## Directions for this task
Pull out each line in the listing below that contains the string "person". Case counts.

## Records from a collection
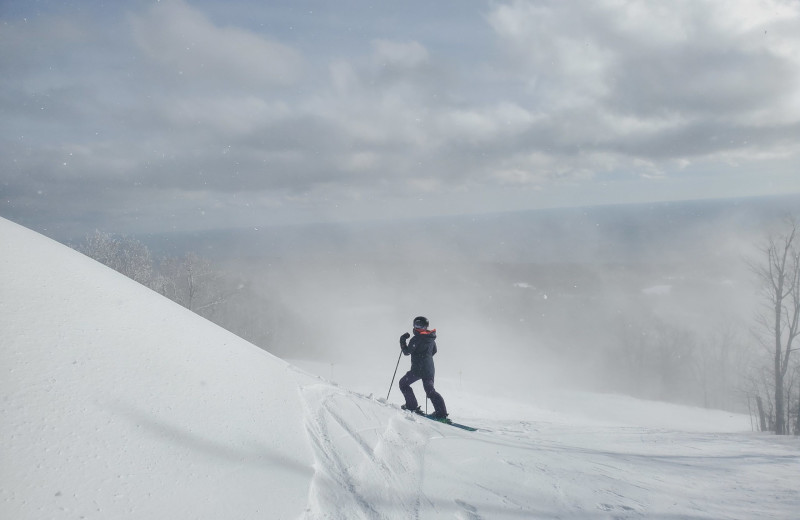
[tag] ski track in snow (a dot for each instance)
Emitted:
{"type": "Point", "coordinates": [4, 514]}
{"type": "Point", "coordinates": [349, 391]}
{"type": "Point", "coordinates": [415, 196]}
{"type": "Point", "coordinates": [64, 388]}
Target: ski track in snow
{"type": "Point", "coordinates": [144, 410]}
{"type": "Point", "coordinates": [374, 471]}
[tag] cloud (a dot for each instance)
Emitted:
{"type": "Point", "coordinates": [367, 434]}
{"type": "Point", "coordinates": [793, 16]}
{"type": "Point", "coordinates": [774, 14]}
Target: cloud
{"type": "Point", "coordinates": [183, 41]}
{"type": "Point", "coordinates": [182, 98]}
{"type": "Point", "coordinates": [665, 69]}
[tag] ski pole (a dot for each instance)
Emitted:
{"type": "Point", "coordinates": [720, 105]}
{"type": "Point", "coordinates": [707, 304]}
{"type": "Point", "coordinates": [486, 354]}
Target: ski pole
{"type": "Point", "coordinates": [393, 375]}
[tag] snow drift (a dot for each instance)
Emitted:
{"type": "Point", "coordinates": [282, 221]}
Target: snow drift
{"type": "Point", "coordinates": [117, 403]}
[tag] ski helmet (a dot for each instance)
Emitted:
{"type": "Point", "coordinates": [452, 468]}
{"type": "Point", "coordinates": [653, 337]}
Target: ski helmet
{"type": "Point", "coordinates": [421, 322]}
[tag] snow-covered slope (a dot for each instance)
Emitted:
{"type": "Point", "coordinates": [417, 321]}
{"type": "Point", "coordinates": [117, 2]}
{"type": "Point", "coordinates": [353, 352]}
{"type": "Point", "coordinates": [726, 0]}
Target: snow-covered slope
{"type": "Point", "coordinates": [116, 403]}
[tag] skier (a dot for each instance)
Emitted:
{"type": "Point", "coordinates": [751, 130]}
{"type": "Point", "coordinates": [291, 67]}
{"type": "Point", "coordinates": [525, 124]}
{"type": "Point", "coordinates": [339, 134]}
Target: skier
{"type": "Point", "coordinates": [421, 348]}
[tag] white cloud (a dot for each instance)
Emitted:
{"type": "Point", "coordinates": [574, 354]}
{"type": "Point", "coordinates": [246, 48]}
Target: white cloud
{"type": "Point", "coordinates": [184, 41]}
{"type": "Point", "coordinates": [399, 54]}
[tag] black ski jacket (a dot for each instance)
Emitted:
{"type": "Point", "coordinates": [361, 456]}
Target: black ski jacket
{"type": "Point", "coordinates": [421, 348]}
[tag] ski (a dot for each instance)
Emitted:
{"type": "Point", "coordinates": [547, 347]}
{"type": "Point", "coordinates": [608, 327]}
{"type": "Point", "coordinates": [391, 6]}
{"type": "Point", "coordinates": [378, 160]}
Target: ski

...

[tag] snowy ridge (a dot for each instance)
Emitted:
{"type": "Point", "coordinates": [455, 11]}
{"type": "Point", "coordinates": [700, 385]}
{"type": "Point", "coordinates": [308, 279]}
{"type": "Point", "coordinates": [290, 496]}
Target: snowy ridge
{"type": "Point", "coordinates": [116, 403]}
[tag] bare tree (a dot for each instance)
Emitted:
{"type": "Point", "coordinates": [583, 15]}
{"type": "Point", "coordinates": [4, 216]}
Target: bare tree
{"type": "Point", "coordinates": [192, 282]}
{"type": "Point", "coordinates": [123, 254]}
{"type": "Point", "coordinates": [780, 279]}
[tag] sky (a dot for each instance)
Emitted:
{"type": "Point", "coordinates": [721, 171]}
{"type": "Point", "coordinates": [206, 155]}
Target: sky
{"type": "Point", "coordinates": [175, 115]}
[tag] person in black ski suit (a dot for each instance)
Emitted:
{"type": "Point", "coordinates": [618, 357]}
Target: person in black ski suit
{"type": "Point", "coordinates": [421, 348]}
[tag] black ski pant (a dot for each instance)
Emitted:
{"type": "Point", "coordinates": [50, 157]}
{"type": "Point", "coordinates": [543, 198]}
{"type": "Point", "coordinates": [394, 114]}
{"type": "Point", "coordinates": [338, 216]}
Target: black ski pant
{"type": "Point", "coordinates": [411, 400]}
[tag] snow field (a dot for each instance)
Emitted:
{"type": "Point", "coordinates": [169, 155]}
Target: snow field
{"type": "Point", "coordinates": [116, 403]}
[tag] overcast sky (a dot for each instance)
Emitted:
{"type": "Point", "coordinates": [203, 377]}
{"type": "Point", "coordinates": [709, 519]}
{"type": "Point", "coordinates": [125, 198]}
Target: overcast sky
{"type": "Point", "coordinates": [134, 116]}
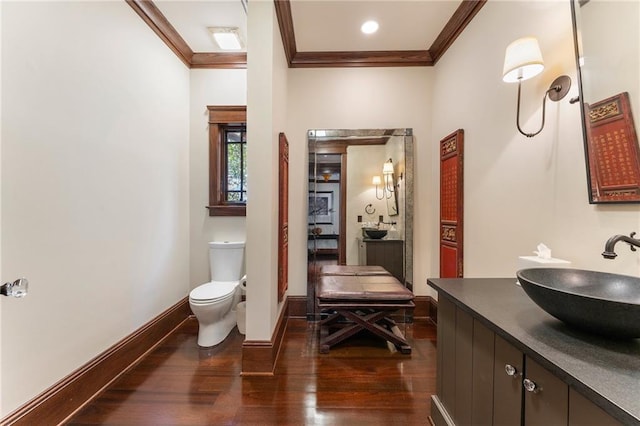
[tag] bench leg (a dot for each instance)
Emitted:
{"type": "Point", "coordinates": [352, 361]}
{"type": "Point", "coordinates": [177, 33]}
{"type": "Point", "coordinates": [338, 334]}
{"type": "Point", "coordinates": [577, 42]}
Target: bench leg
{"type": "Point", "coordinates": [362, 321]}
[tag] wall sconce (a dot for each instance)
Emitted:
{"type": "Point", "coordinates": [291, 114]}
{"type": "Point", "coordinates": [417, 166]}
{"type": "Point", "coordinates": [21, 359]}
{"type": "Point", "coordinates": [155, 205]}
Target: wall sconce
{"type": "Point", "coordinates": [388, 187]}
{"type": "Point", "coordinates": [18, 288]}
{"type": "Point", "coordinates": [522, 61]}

## Expected answer
[tag] person in black ski suit (a dot for each instance)
Target: person in black ski suit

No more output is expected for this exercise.